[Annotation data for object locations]
******************************

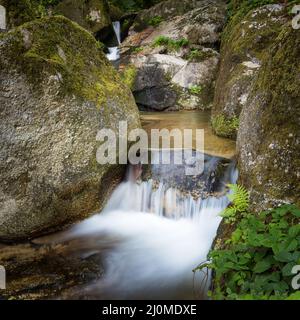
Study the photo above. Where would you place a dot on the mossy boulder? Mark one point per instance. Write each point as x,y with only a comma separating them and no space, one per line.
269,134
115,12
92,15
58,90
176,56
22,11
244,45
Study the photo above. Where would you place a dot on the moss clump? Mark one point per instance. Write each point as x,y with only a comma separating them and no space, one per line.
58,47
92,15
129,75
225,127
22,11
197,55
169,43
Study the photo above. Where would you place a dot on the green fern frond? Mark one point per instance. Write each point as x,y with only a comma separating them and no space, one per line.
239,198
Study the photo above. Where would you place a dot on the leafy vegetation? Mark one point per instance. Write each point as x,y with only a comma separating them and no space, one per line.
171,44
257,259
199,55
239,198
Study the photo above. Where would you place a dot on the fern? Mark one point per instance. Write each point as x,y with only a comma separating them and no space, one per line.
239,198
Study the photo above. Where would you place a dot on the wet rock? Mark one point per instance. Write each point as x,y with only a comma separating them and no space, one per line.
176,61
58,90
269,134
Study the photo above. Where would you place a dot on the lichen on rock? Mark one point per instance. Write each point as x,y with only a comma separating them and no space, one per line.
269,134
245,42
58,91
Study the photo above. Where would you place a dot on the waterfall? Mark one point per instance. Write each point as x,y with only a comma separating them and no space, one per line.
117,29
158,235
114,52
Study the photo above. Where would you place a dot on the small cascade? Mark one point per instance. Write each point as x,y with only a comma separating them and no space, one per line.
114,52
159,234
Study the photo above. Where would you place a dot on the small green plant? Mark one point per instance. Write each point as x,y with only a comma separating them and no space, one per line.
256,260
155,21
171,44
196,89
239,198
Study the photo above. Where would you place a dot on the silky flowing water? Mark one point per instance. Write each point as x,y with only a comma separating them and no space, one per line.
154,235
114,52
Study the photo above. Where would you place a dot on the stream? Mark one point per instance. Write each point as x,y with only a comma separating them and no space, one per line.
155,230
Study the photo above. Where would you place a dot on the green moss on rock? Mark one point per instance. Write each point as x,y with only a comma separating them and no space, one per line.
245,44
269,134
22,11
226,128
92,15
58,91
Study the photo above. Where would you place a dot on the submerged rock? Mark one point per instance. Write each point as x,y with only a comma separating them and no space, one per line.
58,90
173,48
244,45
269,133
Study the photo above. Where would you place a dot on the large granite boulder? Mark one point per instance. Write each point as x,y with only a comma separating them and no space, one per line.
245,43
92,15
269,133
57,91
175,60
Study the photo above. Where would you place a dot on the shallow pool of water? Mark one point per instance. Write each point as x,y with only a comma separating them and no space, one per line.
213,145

******************************

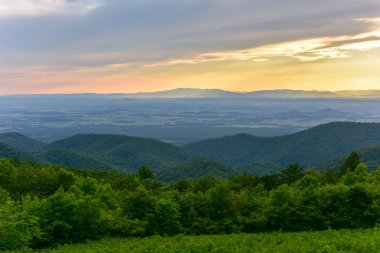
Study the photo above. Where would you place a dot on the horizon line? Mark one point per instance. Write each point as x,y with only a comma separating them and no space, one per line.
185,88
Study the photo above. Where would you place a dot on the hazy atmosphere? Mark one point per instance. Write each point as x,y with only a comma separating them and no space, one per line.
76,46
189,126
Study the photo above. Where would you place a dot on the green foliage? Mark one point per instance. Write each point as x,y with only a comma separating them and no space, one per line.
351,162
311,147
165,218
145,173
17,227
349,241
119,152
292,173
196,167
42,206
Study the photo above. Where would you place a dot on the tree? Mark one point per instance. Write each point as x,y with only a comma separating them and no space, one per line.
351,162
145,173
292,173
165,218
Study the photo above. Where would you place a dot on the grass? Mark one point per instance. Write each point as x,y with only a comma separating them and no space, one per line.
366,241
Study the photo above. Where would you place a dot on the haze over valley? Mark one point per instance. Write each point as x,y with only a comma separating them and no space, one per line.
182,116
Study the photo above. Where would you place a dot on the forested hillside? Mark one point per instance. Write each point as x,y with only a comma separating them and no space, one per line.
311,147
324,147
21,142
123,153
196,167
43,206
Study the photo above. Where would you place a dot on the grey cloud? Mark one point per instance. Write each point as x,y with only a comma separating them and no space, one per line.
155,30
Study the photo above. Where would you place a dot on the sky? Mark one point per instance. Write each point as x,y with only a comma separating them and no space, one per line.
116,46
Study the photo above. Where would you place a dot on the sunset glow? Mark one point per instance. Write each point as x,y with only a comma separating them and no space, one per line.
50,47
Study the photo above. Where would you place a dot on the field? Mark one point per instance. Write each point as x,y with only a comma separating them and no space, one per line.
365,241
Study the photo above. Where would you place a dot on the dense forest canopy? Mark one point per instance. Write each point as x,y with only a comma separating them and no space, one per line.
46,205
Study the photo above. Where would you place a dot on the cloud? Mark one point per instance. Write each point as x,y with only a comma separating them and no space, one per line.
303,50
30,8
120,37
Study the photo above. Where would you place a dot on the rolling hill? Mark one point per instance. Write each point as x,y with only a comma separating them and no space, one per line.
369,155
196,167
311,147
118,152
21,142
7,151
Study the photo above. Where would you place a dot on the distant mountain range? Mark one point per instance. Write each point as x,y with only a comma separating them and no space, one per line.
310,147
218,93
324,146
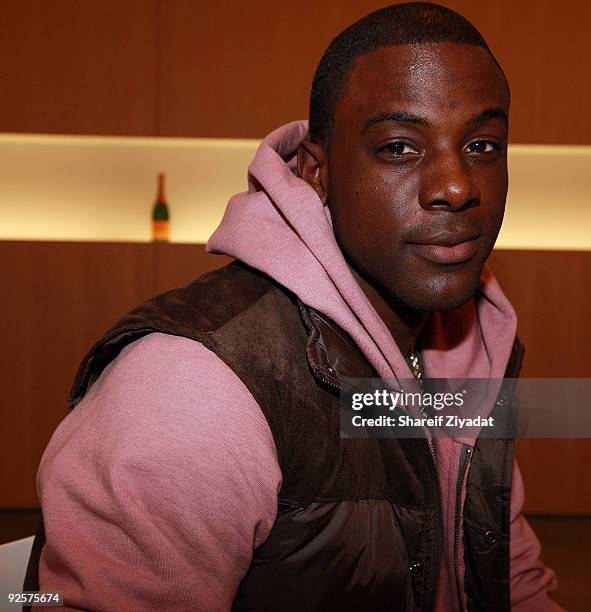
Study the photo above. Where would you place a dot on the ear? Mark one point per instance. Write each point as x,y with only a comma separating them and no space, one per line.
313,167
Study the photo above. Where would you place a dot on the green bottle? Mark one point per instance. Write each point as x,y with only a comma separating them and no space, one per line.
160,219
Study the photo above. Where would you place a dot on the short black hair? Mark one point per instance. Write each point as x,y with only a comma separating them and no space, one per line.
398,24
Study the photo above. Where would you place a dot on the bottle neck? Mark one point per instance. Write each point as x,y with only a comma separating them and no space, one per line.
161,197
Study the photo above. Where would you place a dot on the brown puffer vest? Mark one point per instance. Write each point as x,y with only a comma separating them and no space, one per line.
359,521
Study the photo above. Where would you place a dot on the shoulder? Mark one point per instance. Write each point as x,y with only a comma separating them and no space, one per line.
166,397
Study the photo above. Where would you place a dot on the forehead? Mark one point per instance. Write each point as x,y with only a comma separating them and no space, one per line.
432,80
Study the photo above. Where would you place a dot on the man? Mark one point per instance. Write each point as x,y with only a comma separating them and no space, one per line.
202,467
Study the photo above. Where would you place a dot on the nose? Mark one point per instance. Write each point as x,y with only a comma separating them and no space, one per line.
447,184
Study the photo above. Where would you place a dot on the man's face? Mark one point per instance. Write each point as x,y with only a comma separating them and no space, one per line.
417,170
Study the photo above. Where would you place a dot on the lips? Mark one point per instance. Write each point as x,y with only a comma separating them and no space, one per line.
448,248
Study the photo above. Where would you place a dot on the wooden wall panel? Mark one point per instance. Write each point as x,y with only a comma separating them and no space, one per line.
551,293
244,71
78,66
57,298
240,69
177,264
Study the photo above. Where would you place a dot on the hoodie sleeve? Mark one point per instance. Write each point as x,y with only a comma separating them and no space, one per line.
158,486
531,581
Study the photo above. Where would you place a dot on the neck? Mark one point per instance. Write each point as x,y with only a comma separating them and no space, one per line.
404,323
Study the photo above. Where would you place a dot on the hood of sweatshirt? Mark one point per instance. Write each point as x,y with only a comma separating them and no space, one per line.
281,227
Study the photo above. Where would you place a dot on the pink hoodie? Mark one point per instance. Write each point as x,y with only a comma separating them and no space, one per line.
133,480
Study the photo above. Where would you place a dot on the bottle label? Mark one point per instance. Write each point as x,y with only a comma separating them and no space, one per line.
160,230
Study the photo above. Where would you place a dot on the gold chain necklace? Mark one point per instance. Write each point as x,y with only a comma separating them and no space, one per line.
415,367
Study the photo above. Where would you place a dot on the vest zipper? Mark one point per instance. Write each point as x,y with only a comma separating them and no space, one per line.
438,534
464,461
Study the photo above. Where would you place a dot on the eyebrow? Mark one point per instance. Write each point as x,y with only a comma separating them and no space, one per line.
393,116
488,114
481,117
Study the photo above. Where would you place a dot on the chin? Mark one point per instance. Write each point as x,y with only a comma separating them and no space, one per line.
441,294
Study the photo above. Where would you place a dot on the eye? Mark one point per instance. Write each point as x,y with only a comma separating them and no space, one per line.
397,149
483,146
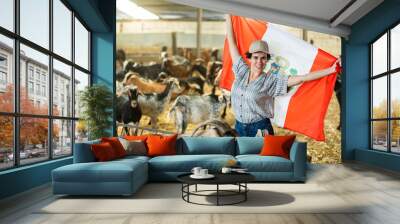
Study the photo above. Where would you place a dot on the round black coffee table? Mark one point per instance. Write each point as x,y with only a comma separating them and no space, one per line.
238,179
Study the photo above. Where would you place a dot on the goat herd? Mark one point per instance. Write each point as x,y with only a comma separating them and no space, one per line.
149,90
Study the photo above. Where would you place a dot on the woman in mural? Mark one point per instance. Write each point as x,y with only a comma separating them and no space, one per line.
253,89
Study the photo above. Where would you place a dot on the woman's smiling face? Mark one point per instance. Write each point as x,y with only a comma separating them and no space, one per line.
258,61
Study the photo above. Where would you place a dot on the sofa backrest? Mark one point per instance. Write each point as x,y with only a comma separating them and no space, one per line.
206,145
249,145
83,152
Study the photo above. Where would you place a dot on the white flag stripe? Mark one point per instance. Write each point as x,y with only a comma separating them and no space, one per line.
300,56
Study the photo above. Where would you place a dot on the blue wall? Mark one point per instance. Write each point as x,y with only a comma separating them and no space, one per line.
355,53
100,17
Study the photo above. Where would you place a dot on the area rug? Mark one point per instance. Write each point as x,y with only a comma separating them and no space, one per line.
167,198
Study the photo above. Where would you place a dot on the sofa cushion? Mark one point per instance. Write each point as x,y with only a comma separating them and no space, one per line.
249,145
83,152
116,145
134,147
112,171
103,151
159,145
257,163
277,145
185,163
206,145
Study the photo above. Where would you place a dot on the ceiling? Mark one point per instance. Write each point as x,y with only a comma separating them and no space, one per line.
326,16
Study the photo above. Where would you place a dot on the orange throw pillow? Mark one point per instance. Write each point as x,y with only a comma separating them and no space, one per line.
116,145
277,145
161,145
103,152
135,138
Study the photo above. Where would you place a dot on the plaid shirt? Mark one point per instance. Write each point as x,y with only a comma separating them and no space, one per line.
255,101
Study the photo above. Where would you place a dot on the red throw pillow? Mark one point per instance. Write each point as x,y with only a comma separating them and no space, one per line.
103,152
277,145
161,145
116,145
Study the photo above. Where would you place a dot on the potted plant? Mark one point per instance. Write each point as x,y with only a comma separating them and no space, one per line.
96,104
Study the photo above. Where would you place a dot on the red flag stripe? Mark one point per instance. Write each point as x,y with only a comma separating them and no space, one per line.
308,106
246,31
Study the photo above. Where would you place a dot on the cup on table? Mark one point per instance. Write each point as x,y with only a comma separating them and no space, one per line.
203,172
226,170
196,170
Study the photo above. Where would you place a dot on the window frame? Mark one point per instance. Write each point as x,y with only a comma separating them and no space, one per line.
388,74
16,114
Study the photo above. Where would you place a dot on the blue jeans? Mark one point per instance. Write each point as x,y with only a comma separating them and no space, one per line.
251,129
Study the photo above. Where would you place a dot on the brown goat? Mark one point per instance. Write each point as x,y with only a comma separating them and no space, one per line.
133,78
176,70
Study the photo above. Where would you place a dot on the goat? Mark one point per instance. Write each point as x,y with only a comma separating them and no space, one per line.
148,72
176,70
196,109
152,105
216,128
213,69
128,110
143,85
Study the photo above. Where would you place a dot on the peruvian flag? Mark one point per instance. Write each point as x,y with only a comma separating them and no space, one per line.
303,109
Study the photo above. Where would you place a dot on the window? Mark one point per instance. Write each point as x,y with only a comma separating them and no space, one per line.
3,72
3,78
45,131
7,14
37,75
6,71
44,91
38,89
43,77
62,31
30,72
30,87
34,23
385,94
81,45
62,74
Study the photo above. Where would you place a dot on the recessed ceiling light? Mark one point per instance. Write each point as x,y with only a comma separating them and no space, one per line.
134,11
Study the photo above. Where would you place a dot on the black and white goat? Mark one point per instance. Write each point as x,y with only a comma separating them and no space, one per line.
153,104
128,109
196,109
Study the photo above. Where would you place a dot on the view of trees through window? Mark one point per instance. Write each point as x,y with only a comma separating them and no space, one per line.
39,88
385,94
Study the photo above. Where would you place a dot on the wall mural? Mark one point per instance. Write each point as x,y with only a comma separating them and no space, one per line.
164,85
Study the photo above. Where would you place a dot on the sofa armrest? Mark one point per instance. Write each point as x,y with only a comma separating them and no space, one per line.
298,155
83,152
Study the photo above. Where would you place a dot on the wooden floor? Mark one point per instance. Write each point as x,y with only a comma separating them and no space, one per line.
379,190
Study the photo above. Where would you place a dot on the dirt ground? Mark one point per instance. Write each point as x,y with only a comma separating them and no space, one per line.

******************************

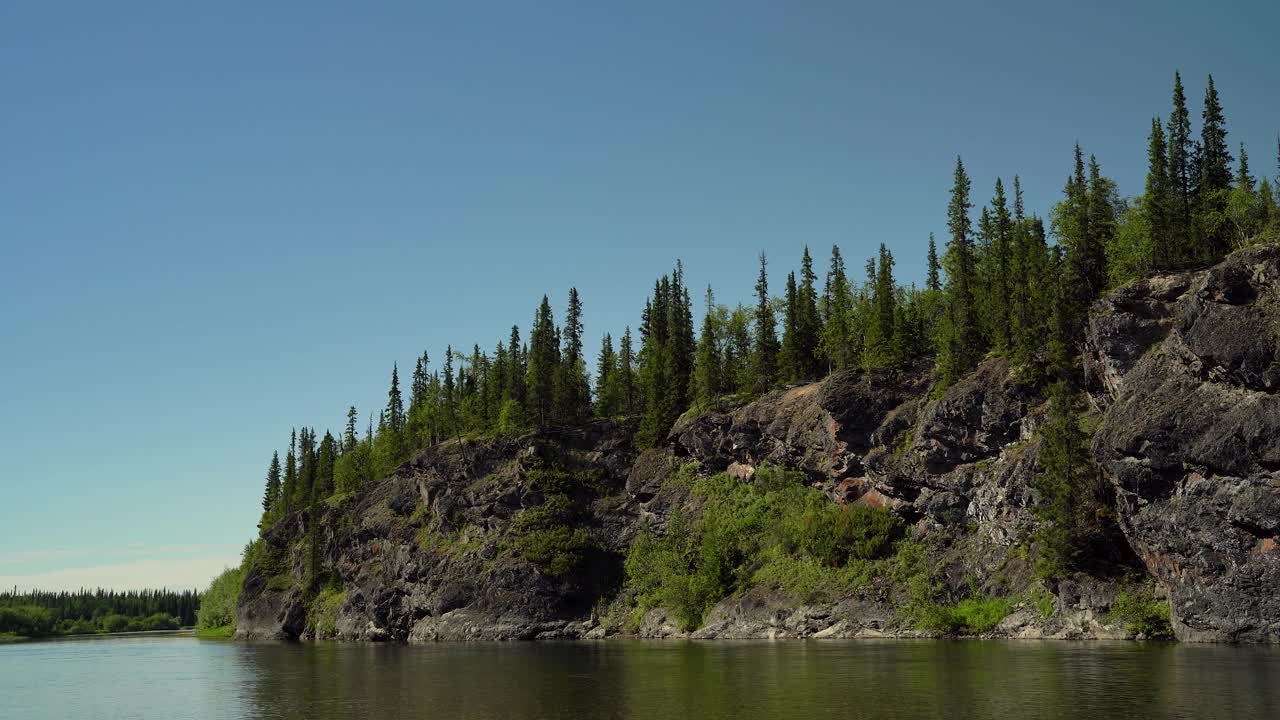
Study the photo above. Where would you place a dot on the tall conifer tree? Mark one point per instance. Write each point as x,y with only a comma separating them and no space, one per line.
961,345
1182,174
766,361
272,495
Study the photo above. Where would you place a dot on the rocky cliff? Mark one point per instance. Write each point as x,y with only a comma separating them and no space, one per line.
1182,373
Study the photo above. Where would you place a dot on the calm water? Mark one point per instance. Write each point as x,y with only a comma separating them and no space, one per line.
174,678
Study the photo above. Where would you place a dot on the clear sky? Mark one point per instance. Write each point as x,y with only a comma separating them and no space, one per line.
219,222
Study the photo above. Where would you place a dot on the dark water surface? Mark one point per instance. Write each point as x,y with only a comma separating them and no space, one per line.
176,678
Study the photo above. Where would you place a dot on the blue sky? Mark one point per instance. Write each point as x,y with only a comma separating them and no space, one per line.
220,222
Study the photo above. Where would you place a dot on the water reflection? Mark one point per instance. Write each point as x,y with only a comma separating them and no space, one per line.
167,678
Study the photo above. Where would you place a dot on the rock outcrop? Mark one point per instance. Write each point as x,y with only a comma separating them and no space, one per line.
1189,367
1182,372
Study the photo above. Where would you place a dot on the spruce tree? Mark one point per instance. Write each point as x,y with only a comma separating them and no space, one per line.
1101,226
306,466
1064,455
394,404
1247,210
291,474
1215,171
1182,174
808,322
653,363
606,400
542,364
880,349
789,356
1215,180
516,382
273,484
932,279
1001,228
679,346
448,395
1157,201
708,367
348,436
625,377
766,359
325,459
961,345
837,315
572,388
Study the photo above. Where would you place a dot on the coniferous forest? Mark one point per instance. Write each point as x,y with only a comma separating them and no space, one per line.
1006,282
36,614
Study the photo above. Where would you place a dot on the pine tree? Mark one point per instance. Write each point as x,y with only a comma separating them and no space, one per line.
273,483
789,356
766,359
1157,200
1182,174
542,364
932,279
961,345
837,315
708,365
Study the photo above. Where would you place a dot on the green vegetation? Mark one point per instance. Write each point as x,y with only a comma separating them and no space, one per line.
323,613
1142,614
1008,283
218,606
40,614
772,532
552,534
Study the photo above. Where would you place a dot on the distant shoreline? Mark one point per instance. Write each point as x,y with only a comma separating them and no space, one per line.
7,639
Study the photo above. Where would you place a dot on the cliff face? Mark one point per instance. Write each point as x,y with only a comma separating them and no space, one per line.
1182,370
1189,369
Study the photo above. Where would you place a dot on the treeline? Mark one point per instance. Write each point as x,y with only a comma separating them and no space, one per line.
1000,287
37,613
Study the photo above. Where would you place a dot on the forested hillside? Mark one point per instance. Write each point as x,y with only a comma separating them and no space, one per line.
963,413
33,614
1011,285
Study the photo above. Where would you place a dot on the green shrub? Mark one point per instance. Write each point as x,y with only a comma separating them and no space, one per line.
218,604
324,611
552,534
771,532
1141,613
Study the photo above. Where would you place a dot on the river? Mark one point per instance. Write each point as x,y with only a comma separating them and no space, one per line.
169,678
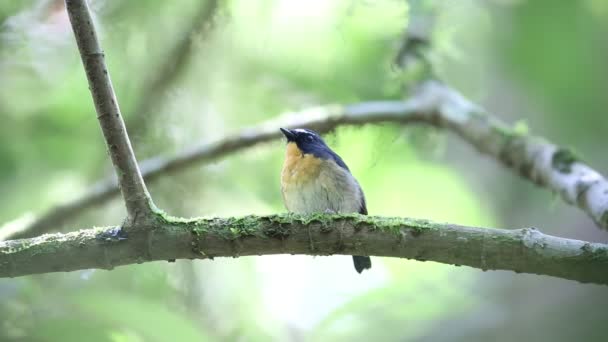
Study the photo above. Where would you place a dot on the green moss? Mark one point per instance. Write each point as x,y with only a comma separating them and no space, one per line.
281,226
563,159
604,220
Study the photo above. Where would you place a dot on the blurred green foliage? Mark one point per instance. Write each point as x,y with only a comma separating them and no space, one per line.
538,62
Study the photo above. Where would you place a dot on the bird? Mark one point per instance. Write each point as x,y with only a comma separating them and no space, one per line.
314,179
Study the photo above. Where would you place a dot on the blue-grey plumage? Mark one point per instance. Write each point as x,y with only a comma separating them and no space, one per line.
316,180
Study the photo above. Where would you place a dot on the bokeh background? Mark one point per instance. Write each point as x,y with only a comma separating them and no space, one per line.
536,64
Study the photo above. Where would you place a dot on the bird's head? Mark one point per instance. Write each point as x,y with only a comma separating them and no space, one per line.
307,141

******************************

Report each line of the items above that contains the word "cloud", copying every such line in full. Case counts.

Study the photo above. Where would you place a dot on the grey cloud? Mark one point per instance. Write each point as x,y with only a comma separating them and no space, one per line.
Study the photo above. Where would you place a dot on the cloud? Mark one point per instance. Write each point as x,y with only a comma separating them and no space, one per line.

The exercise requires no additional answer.